Verilen Metin >>
____
Ana içeriğe atla

Akademinin başı intihalle fena halde dertte!

 Akademisyenlerin asli görevlerinden biriside belki de en önemlisi bilimsel araştırmalar yapmaktır. Durun hemen itiraz etmeyin. "Ya öyle bir giriş yapmışsınız ki sanki akademisyenin başka işide mi var?" demeyin. Var tabi hem de nasıl. Akademisyenin görevini saymakla bitiremezsiniz. Görevlerinden bazısını konumuzu dağıtmadan şöyle özetleyelim. Akademisyenler öğretmendirler. Bölümlerde, Fakültede, Enstitüde veya Üniversitede Bölüm Başkanı, Dekan, Müdür, Rektör veya bunların yardımcısı olmak kabilinden İdarecidirler. Ulusal veya uluslararası bir derginin-gazetenin Editörü, hakemi veya en az yazarıdırlar. Laboratuvarda araştırmacıdırlar. Bazısı iyi televizyon programcısıdır :-). Değerlendirme jürisidirler, Koordinatördürler, komisyon, kurul üyesidirler vs. Hele bir de kurum dışı görevleri vardır ki hiç girmeyelim. Anlayacağınız akademisyenlik zor meslektir. 

Asıl meseleye gelecek olursak; dedik ya başta en önemlisi bilimsel araştırmalar yapmak ve bunları saygın camiada kendisine yer edinmiş ulusal veya ki genellikle uluslararası yayın kuruluşlarında yayınlamaktır. Bu yayınlar genellikle akademik dergilerde makale (bu makalelerinde çeşitleri mevcuttur) olarak yayınlamaktır. Yapılan çalışmalar literatüre kazandırılmış diğer çalışmaların üzerine devamı olacak şekilde gelişmeye ve yeniliğe yönelik yapılır. Çünkü sıfırdan birşey yapılması çok zordur vede mantıksızdır. Mevcut olanlar temeli oluşturur ve o temel üzerine yeni katlar çıkılır. Yaptığınız araştırmalarda yenilik çok önemlidir ve işin aslını oluşturur.Çalışmanın literatüre ne gibi katkıları olacağı onun omurgasını oluşturur. Demekki yenilik ve özgünlük önemli. Yeni kelimesini kullanmak biraz tehlikelidir. Bu durumda zaten bilim dilinde ikiye ayrılmış durumdadır. Yayın için sunulan çalışmaların çoğusu İngilizcedir. Bu nedenle bilimin dili İngilizcedir diye bir söylem ve kült kanaat oluşmuştur camiada. Akademik İngilizcede yeni kelimesi iki kısma ayrılır dedik. Bunlar, eğer bir şeyi ilk defa sıfırdan siz söylüyorsanız tercih edeceğiniz kelime "New" yani yeni olmalıdır. Bir çalışmaya bu tabiri kullanmak çok zordur. Çünkü daha önceki hiç bir çalışmayla alakalı olmaması gerekiyor. Fakat yanlış kullanımları mevcuttur. İşin %99'luk kısmını kapsayan yeni kelimesinin diğer yarısı da "Novel"dır yani yenilik. Elimizde kalan Türkçe ile açıklamak çok zor çünkü artık tüm eş anlamlı kelimeleri birleştirdik. Fakat onlar aynı anlamlı değildi! Yine konuya biraz Osmanlıcadan yardım alarak devam edecek olursak kelimenin bizde ki karşılığı "İstinbat" (Konu bu kısımda Osmanlıca uzmanının yardımına muhtaçtır) yani elde ki delillerden yeni hükümler çıkarmaktır. Belki daha açıklayıcı bir ifadeyle Müceddidliktir. Mevcutu koruyarak yenilemek, tazelemektir. Tabi akademisyen bu kelimenin biraz daha üstüne çıkabilir. Bunuda şöyle ifade edecek olursak; Mevcut eskiyi alıp ona yeni şeylerde katabilir. İşte bu "Yenilik" kısmı literatüre Akademisyenin katacağı faydadır.
____
Ham Veri >>
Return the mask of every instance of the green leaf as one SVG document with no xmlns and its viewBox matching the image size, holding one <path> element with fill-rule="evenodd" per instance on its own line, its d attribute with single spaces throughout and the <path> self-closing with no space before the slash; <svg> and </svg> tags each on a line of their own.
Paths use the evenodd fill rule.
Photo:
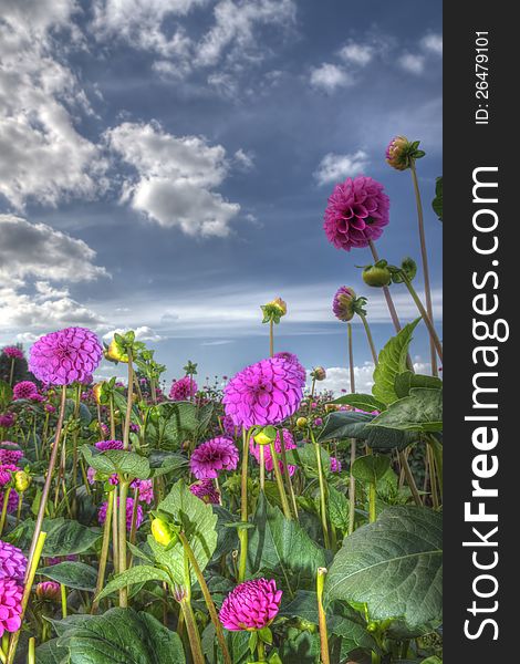
<svg viewBox="0 0 520 664">
<path fill-rule="evenodd" d="M 81 452 L 86 463 L 105 475 L 128 475 L 132 478 L 147 479 L 149 463 L 145 457 L 125 449 L 100 452 L 95 447 L 82 445 Z"/>
<path fill-rule="evenodd" d="M 111 609 L 58 641 L 70 651 L 70 664 L 185 664 L 179 635 L 153 615 Z"/>
<path fill-rule="evenodd" d="M 248 564 L 251 574 L 270 571 L 292 590 L 313 587 L 315 571 L 325 566 L 325 554 L 297 521 L 288 521 L 278 507 L 260 494 L 254 513 L 256 530 L 249 535 Z"/>
<path fill-rule="evenodd" d="M 397 430 L 443 430 L 443 391 L 413 387 L 409 396 L 394 402 L 370 424 Z"/>
<path fill-rule="evenodd" d="M 408 396 L 413 387 L 428 387 L 429 390 L 443 390 L 443 381 L 437 376 L 425 376 L 413 371 L 405 371 L 395 377 L 395 393 L 399 398 Z M 382 408 L 384 409 L 384 408 Z"/>
<path fill-rule="evenodd" d="M 391 460 L 386 456 L 366 455 L 357 457 L 352 465 L 352 475 L 360 481 L 367 484 L 377 484 L 391 466 Z"/>
<path fill-rule="evenodd" d="M 360 408 L 360 411 L 364 411 L 365 413 L 372 413 L 372 411 L 384 411 L 386 407 L 386 404 L 372 396 L 372 394 L 345 394 L 344 396 L 335 398 L 331 403 L 353 406 L 354 408 Z"/>
<path fill-rule="evenodd" d="M 159 502 L 157 509 L 171 516 L 179 523 L 194 551 L 195 558 L 204 571 L 217 547 L 217 515 L 211 505 L 207 505 L 191 494 L 183 480 L 176 483 L 168 496 Z M 156 561 L 166 568 L 176 583 L 184 583 L 184 549 L 177 541 L 171 549 L 158 544 L 148 537 Z M 194 581 L 195 575 L 193 574 Z"/>
<path fill-rule="evenodd" d="M 325 581 L 329 601 L 365 602 L 371 620 L 420 625 L 441 615 L 441 516 L 391 507 L 343 540 Z"/>
<path fill-rule="evenodd" d="M 391 404 L 398 398 L 394 387 L 395 377 L 406 371 L 408 346 L 419 321 L 420 318 L 405 325 L 398 334 L 392 336 L 379 353 L 378 363 L 374 370 L 372 394 L 384 404 Z"/>
<path fill-rule="evenodd" d="M 74 588 L 75 590 L 87 590 L 93 592 L 95 590 L 97 581 L 97 571 L 84 562 L 76 562 L 73 560 L 65 560 L 58 564 L 39 569 L 39 574 L 63 583 L 67 588 Z"/>
<path fill-rule="evenodd" d="M 170 584 L 171 579 L 159 568 L 148 564 L 138 564 L 117 574 L 110 581 L 97 595 L 98 600 L 108 596 L 112 592 L 124 588 L 125 585 L 134 585 L 135 583 L 146 583 L 147 581 L 160 581 Z"/>
<path fill-rule="evenodd" d="M 435 198 L 431 207 L 439 220 L 443 221 L 443 177 L 438 177 L 435 183 Z"/>
</svg>

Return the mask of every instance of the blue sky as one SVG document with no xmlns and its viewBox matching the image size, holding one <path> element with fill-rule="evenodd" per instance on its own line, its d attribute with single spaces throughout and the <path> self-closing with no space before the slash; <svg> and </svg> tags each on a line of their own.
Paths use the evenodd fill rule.
<svg viewBox="0 0 520 664">
<path fill-rule="evenodd" d="M 384 162 L 401 133 L 427 152 L 440 320 L 440 2 L 0 0 L 0 343 L 133 328 L 168 378 L 188 359 L 231 375 L 267 354 L 260 304 L 280 295 L 278 350 L 337 388 L 336 288 L 368 295 L 378 346 L 392 328 L 355 268 L 367 250 L 331 247 L 323 210 L 336 181 L 371 175 L 392 201 L 379 253 L 418 258 L 409 174 Z M 427 362 L 424 331 L 414 356 Z"/>
</svg>

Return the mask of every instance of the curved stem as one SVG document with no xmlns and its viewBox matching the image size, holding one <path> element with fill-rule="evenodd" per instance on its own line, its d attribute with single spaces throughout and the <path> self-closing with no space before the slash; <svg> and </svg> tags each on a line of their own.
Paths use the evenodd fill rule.
<svg viewBox="0 0 520 664">
<path fill-rule="evenodd" d="M 420 199 L 419 181 L 417 179 L 417 170 L 415 167 L 415 159 L 410 159 L 409 169 L 412 173 L 412 181 L 414 184 L 415 203 L 417 205 L 417 222 L 419 227 L 419 242 L 420 242 L 420 259 L 423 261 L 423 278 L 425 282 L 425 300 L 426 311 L 428 312 L 431 323 L 434 322 L 434 308 L 431 303 L 431 288 L 429 283 L 429 268 L 428 268 L 428 252 L 426 251 L 426 234 L 423 215 L 423 201 Z M 435 352 L 435 344 L 433 339 L 429 340 L 429 350 L 431 356 L 431 373 L 434 376 L 437 375 L 437 355 Z"/>
</svg>

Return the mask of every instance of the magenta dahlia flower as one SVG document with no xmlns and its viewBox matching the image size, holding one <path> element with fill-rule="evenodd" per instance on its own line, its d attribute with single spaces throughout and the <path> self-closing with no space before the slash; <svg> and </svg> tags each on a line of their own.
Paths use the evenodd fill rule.
<svg viewBox="0 0 520 664">
<path fill-rule="evenodd" d="M 2 349 L 2 354 L 6 357 L 11 357 L 11 360 L 23 360 L 23 351 L 18 346 L 6 346 Z"/>
<path fill-rule="evenodd" d="M 283 445 L 284 445 L 285 449 L 295 449 L 295 447 L 297 447 L 297 444 L 294 443 L 294 437 L 289 429 L 283 429 Z M 257 461 L 260 463 L 260 445 L 257 445 L 254 443 L 254 438 L 250 439 L 249 449 L 250 449 L 252 456 L 257 459 Z M 274 439 L 274 450 L 275 450 L 277 455 L 280 455 L 282 453 L 282 443 L 280 440 L 280 432 L 277 432 L 277 437 Z M 266 470 L 268 473 L 271 473 L 271 470 L 274 468 L 274 463 L 272 460 L 270 445 L 263 446 L 263 460 L 266 464 Z M 278 457 L 278 465 L 280 467 L 280 471 L 284 473 L 285 467 L 282 464 L 282 461 L 280 460 L 280 456 Z M 294 470 L 297 469 L 297 467 L 293 466 L 292 464 L 288 464 L 288 465 L 289 465 L 289 475 L 290 475 L 290 477 L 292 477 L 294 475 Z"/>
<path fill-rule="evenodd" d="M 0 579 L 23 579 L 27 558 L 18 547 L 0 540 Z"/>
<path fill-rule="evenodd" d="M 0 636 L 20 629 L 22 594 L 23 587 L 14 579 L 0 579 Z"/>
<path fill-rule="evenodd" d="M 119 505 L 118 498 L 117 498 L 117 505 Z M 105 522 L 107 507 L 108 507 L 108 504 L 106 500 L 100 507 L 100 511 L 97 512 L 97 521 L 100 522 L 100 526 L 103 526 L 103 523 Z M 126 529 L 127 530 L 131 530 L 131 528 L 132 528 L 133 512 L 134 512 L 134 499 L 127 498 L 126 499 Z M 141 505 L 138 505 L 137 512 L 136 512 L 136 519 L 135 519 L 136 529 L 139 529 L 142 523 L 143 523 L 143 508 L 141 507 Z"/>
<path fill-rule="evenodd" d="M 189 490 L 194 496 L 197 496 L 197 498 L 200 498 L 200 500 L 204 500 L 205 502 L 211 505 L 219 505 L 220 502 L 220 494 L 210 479 L 202 479 L 201 481 L 190 485 Z"/>
<path fill-rule="evenodd" d="M 41 336 L 32 346 L 29 370 L 42 383 L 71 385 L 92 374 L 101 362 L 103 346 L 86 328 L 65 328 Z"/>
<path fill-rule="evenodd" d="M 197 383 L 190 376 L 185 376 L 171 383 L 169 398 L 171 401 L 189 401 L 197 394 Z"/>
<path fill-rule="evenodd" d="M 219 619 L 226 630 L 253 632 L 269 626 L 280 610 L 282 591 L 272 579 L 245 581 L 223 600 Z"/>
<path fill-rule="evenodd" d="M 19 398 L 32 398 L 38 394 L 38 387 L 32 381 L 21 381 L 12 388 L 12 397 L 14 401 Z"/>
<path fill-rule="evenodd" d="M 189 459 L 189 468 L 197 479 L 218 477 L 220 470 L 235 470 L 237 465 L 237 446 L 223 436 L 211 438 L 196 447 Z"/>
<path fill-rule="evenodd" d="M 354 318 L 354 302 L 356 294 L 352 288 L 341 286 L 332 300 L 332 311 L 336 319 L 343 322 L 349 322 Z"/>
<path fill-rule="evenodd" d="M 249 428 L 283 422 L 295 413 L 304 381 L 294 362 L 269 357 L 247 366 L 223 390 L 226 415 Z"/>
<path fill-rule="evenodd" d="M 329 241 L 350 251 L 377 240 L 388 224 L 389 198 L 383 185 L 358 175 L 336 185 L 325 209 L 324 225 Z"/>
</svg>

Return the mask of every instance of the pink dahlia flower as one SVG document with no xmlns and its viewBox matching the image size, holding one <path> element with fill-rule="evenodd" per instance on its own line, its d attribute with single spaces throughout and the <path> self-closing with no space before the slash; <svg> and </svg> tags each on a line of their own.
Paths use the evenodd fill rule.
<svg viewBox="0 0 520 664">
<path fill-rule="evenodd" d="M 171 383 L 169 398 L 171 401 L 189 401 L 197 394 L 197 383 L 190 376 L 185 376 Z"/>
<path fill-rule="evenodd" d="M 23 360 L 23 351 L 18 346 L 6 346 L 2 350 L 2 354 L 6 355 L 6 357 L 11 357 L 11 360 Z"/>
<path fill-rule="evenodd" d="M 86 328 L 65 328 L 41 336 L 30 351 L 29 369 L 51 385 L 71 385 L 92 374 L 101 362 L 103 346 Z"/>
<path fill-rule="evenodd" d="M 289 429 L 283 429 L 283 445 L 285 446 L 285 449 L 295 449 L 295 447 L 297 447 L 297 444 L 294 443 L 294 438 Z M 257 459 L 257 461 L 260 463 L 260 445 L 257 445 L 254 443 L 253 438 L 251 438 L 251 440 L 249 442 L 249 449 L 251 450 L 251 454 Z M 277 432 L 277 438 L 274 440 L 274 450 L 277 452 L 277 455 L 278 455 L 278 465 L 280 467 L 280 470 L 281 470 L 281 473 L 284 473 L 285 467 L 282 464 L 282 461 L 280 460 L 280 454 L 282 453 L 280 432 Z M 271 473 L 271 470 L 274 468 L 274 463 L 272 460 L 270 445 L 263 446 L 263 459 L 266 463 L 266 470 L 268 473 Z M 295 466 L 293 466 L 292 464 L 289 464 L 289 475 L 291 477 L 294 475 L 295 469 L 297 469 Z"/>
<path fill-rule="evenodd" d="M 282 591 L 277 590 L 274 580 L 245 581 L 223 600 L 220 622 L 231 632 L 262 630 L 275 619 L 281 599 Z"/>
<path fill-rule="evenodd" d="M 197 479 L 218 477 L 220 470 L 235 470 L 237 465 L 237 446 L 223 436 L 211 438 L 196 447 L 189 459 L 189 468 Z"/>
<path fill-rule="evenodd" d="M 388 224 L 389 198 L 383 185 L 358 175 L 332 191 L 324 215 L 325 235 L 337 249 L 350 251 L 377 240 Z"/>
<path fill-rule="evenodd" d="M 18 547 L 0 540 L 0 580 L 23 579 L 27 558 Z"/>
<path fill-rule="evenodd" d="M 18 448 L 15 443 L 3 440 L 0 445 L 2 445 L 2 447 L 0 447 L 0 465 L 18 464 L 23 457 L 23 452 Z"/>
<path fill-rule="evenodd" d="M 189 490 L 194 496 L 197 496 L 197 498 L 200 498 L 200 500 L 204 500 L 205 502 L 211 505 L 219 505 L 220 502 L 220 494 L 210 479 L 202 479 L 201 481 L 190 485 Z"/>
<path fill-rule="evenodd" d="M 239 372 L 223 391 L 226 415 L 249 428 L 283 422 L 295 413 L 304 381 L 294 362 L 269 357 Z"/>
<path fill-rule="evenodd" d="M 119 505 L 119 499 L 117 498 L 117 505 Z M 106 508 L 108 507 L 108 504 L 103 502 L 103 505 L 100 507 L 100 511 L 97 512 L 97 520 L 100 522 L 100 526 L 103 526 L 103 523 L 105 522 L 106 519 Z M 131 530 L 132 528 L 132 515 L 134 512 L 134 499 L 133 498 L 127 498 L 126 499 L 126 529 Z M 141 525 L 143 523 L 143 508 L 141 507 L 141 505 L 137 506 L 137 513 L 136 513 L 136 519 L 135 519 L 135 527 L 136 529 L 141 528 Z"/>
<path fill-rule="evenodd" d="M 0 636 L 20 629 L 22 594 L 23 587 L 14 579 L 0 579 Z"/>
<path fill-rule="evenodd" d="M 32 381 L 21 381 L 12 388 L 12 397 L 14 401 L 19 398 L 32 398 L 38 394 L 38 387 Z"/>
</svg>

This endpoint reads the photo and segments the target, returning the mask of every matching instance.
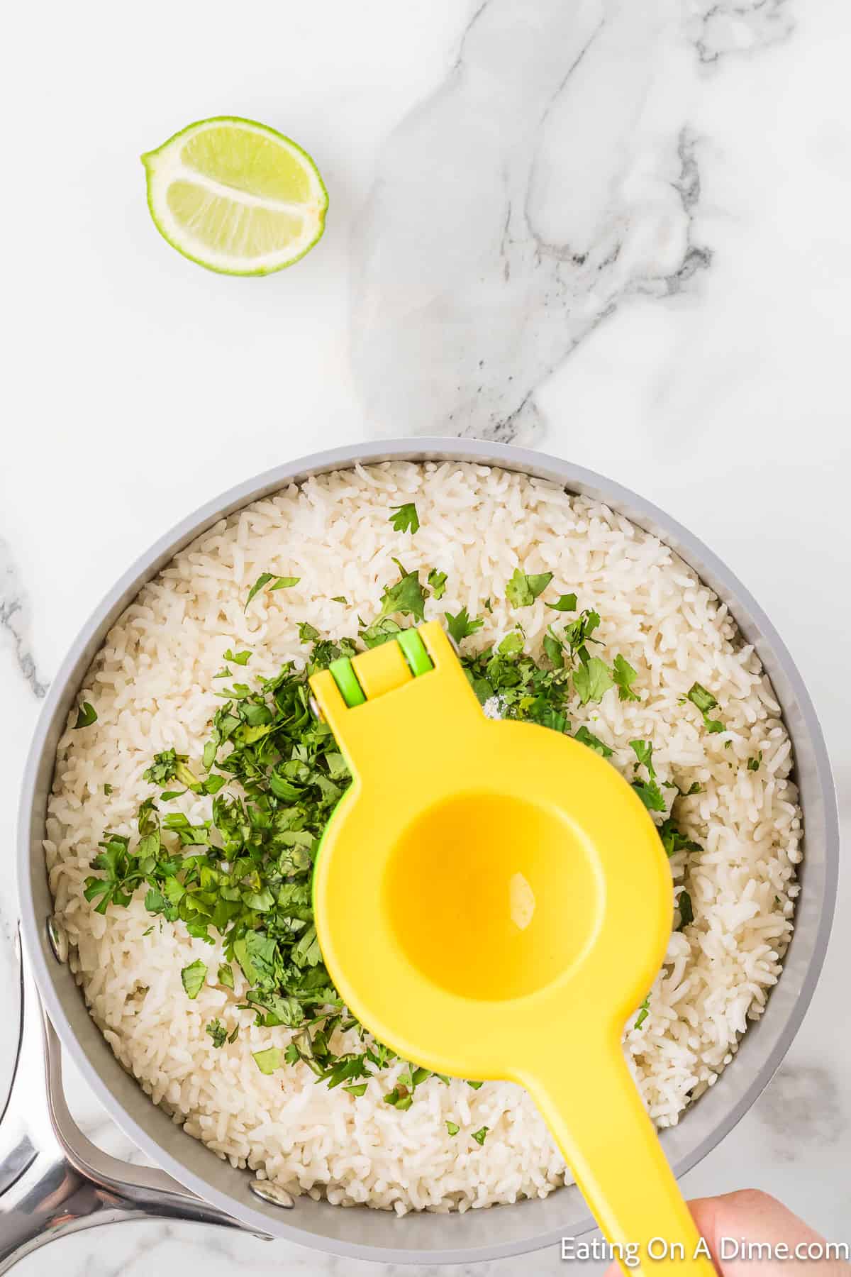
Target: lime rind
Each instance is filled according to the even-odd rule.
[[[297,160],[301,172],[307,178],[310,198],[291,203],[281,199],[269,199],[250,194],[231,184],[218,183],[208,174],[185,166],[181,162],[184,146],[203,132],[221,129],[222,125],[232,125],[235,135],[240,133],[255,134],[263,140],[281,147],[287,152],[288,158]],[[283,133],[278,133],[265,124],[259,124],[256,120],[248,120],[236,115],[217,115],[207,120],[196,120],[194,124],[180,129],[163,142],[162,146],[153,151],[147,151],[142,156],[142,162],[145,169],[148,209],[154,226],[162,238],[182,257],[198,263],[198,266],[205,267],[208,271],[236,276],[273,275],[301,261],[322,239],[325,229],[328,192],[319,175],[319,170],[307,152],[293,142],[292,138],[287,138]],[[190,227],[180,223],[168,200],[168,193],[176,183],[193,184],[207,190],[219,203],[231,203],[235,209],[248,213],[249,221],[253,207],[279,215],[290,213],[292,217],[301,218],[304,226],[302,234],[291,238],[279,249],[273,252],[251,255],[250,253],[240,254],[237,252],[222,250],[204,241],[200,236],[194,235]],[[268,223],[269,221],[270,218],[267,217],[265,222]],[[282,216],[278,221],[281,225],[285,225],[287,217]]]

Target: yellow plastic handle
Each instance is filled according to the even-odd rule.
[[[597,1048],[578,1036],[558,1062],[541,1061],[538,1075],[522,1080],[624,1272],[717,1277],[618,1036]]]

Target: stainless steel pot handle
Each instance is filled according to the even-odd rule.
[[[20,936],[18,956],[18,1055],[0,1115],[0,1274],[48,1241],[101,1223],[185,1220],[244,1228],[165,1171],[121,1162],[83,1135],[65,1102],[59,1038],[42,1011]]]

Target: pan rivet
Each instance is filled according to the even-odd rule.
[[[268,1202],[270,1205],[282,1205],[287,1211],[295,1205],[287,1190],[272,1180],[251,1180],[249,1188],[254,1193],[254,1197],[259,1197],[262,1202]]]
[[[47,939],[56,962],[68,962],[68,936],[52,916],[47,918]]]

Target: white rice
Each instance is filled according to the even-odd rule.
[[[406,501],[417,504],[415,536],[389,524],[389,507]],[[545,1197],[565,1177],[523,1092],[430,1079],[399,1112],[384,1096],[401,1065],[360,1098],[315,1085],[301,1065],[264,1077],[251,1052],[285,1047],[290,1032],[255,1028],[251,1013],[236,1010],[239,978],[233,994],[207,986],[194,1002],[184,994],[181,967],[200,958],[214,971],[219,948],[189,939],[181,925],[149,930],[138,898],[102,917],[82,894],[102,831],[135,833],[138,805],[152,792],[142,780],[151,756],[174,746],[199,761],[221,704],[213,676],[225,649],[250,647],[246,673],[268,676],[283,660],[304,660],[301,621],[355,637],[356,610],[374,616],[383,586],[398,577],[393,555],[408,570],[447,572],[447,593],[426,616],[467,607],[485,621],[480,646],[519,621],[536,654],[560,618],[542,599],[509,608],[505,581],[518,564],[552,572],[547,595],[575,590],[581,608],[600,613],[596,653],[609,661],[621,653],[642,692],[639,704],[609,691],[600,705],[577,706],[573,729],[587,723],[630,778],[629,741],[643,737],[655,744],[661,780],[703,785],[677,803],[677,816],[704,850],[671,861],[694,922],[671,936],[649,1014],[640,1029],[630,1018],[624,1038],[651,1116],[660,1126],[676,1122],[732,1060],[780,976],[797,893],[800,808],[778,705],[726,607],[671,550],[601,504],[486,466],[397,462],[311,479],[222,520],[143,589],[107,636],[80,697],[98,720],[66,730],[59,744],[45,848],[56,919],[91,1013],[175,1121],[219,1157],[295,1193],[398,1213],[466,1211]],[[264,571],[301,581],[259,595],[245,613]],[[697,709],[680,704],[695,681],[717,696],[723,733],[708,734]],[[749,771],[746,760],[760,751],[762,766]],[[114,787],[108,797],[105,784]],[[209,815],[209,799],[180,802],[193,820]],[[232,1046],[216,1050],[205,1034],[216,1016],[228,1029],[240,1023]],[[457,1137],[447,1120],[461,1126]],[[490,1131],[480,1147],[471,1133],[482,1125]]]

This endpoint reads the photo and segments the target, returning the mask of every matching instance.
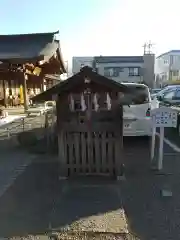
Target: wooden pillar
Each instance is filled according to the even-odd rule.
[[[26,73],[23,74],[23,98],[24,98],[24,110],[28,110],[28,102],[27,102],[27,83],[28,75]]]
[[[6,80],[2,80],[3,85],[3,97],[4,97],[4,106],[7,107],[7,98],[6,98]]]
[[[41,82],[41,92],[44,92],[44,78],[42,77],[41,79],[40,79],[40,82]]]

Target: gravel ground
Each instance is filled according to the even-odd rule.
[[[132,157],[132,161],[137,159]],[[139,166],[141,162],[149,165],[147,155],[141,155]],[[162,174],[139,169],[121,185],[129,229],[140,239],[177,240],[180,236],[180,155],[166,144],[163,163]],[[173,196],[162,197],[162,189],[172,191]]]
[[[137,139],[126,139],[125,153],[127,154],[125,155],[128,173],[126,180],[119,185],[105,181],[104,184],[98,181],[98,186],[97,181],[96,186],[92,182],[90,185],[89,182],[79,185],[75,181],[64,185],[58,181],[58,167],[55,162],[52,164],[48,161],[46,163],[38,161],[28,167],[0,199],[0,236],[35,234],[37,237],[49,231],[51,227],[60,231],[71,230],[68,232],[68,237],[66,232],[58,233],[59,239],[179,239],[180,156],[168,154],[166,147],[164,169],[170,174],[156,175],[149,171],[148,142],[145,139],[139,143]],[[136,166],[136,171],[132,171],[136,163],[138,168]],[[162,197],[160,190],[168,186],[172,189],[173,196]],[[64,193],[63,198],[61,192]],[[84,201],[79,202],[80,198]],[[92,208],[87,208],[88,203]],[[108,233],[105,237],[102,232],[93,233],[92,225],[89,228],[89,223],[100,227],[98,223],[104,213],[110,214],[112,219],[112,212],[119,215],[121,211],[125,221],[119,216],[117,219],[121,219],[121,224],[123,223],[124,226],[127,224],[128,230],[137,238],[128,234],[122,236],[122,233],[121,236],[116,235],[117,233],[113,235]],[[92,219],[91,216],[95,218]],[[85,222],[84,219],[86,219]],[[87,226],[83,226],[84,224]],[[116,227],[116,224],[113,226],[111,224],[112,222],[107,221],[101,227],[110,231],[111,227]],[[119,220],[117,225],[119,228]],[[59,226],[62,227],[59,228]],[[85,236],[84,232],[79,233],[79,226],[81,228],[83,226],[88,231],[88,236]],[[76,233],[74,233],[75,230]],[[39,240],[41,238],[45,240],[46,237],[41,235]],[[29,236],[28,239],[32,238]]]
____
Görev >> Lütfen verilen metinden "Akademisyenlerin asli görevlerinden" ile "akademisyenlik zor meslektir." arasındaki bölümü, bu iki ifade de dahil olmak üzere, hiçbir değişiklik yapmadan çıkarın.

Çözüm >>
Akademisyenlerin asli görevlerinden biriside belki de en önemlisi bilimsel araştırmalar yapmaktır. Durun hemen itiraz etmeyin. "Ya öyle bir giriş yapmışsınız ki sanki akademisyenin başka işide mi var?" demeyin. Var tabi hem de nasıl. Akademisyenin görevini saymakla bitiremezsiniz. Görevlerinden bazısını konumuzu dağıtmadan şöyle özetleyelim. Akademisyenler öğretmendirler. Bölümlerde, Fakültede, Enstitüde veya Üniversitede Bölüm Başkanı, Dekan, Müdür, Rektör veya bunların yardımcısı olmak kabilinden İdarecidirler. Ulusal veya uluslararası bir derginin-gazetenin Editörü, hakemi veya en az yazarıdırlar. Laboratuvarda araştırmacıdırlar. Bazısı iyi televizyon programcısıdır :-). Değerlendirme jürisidirler, Koordinatördürler, komisyon, kurul üyesidirler vs. Hele bir de kurum dışı görevleri vardır ki hiç girmeyelim. Anlayacağınız akademisyenlik zor meslektir.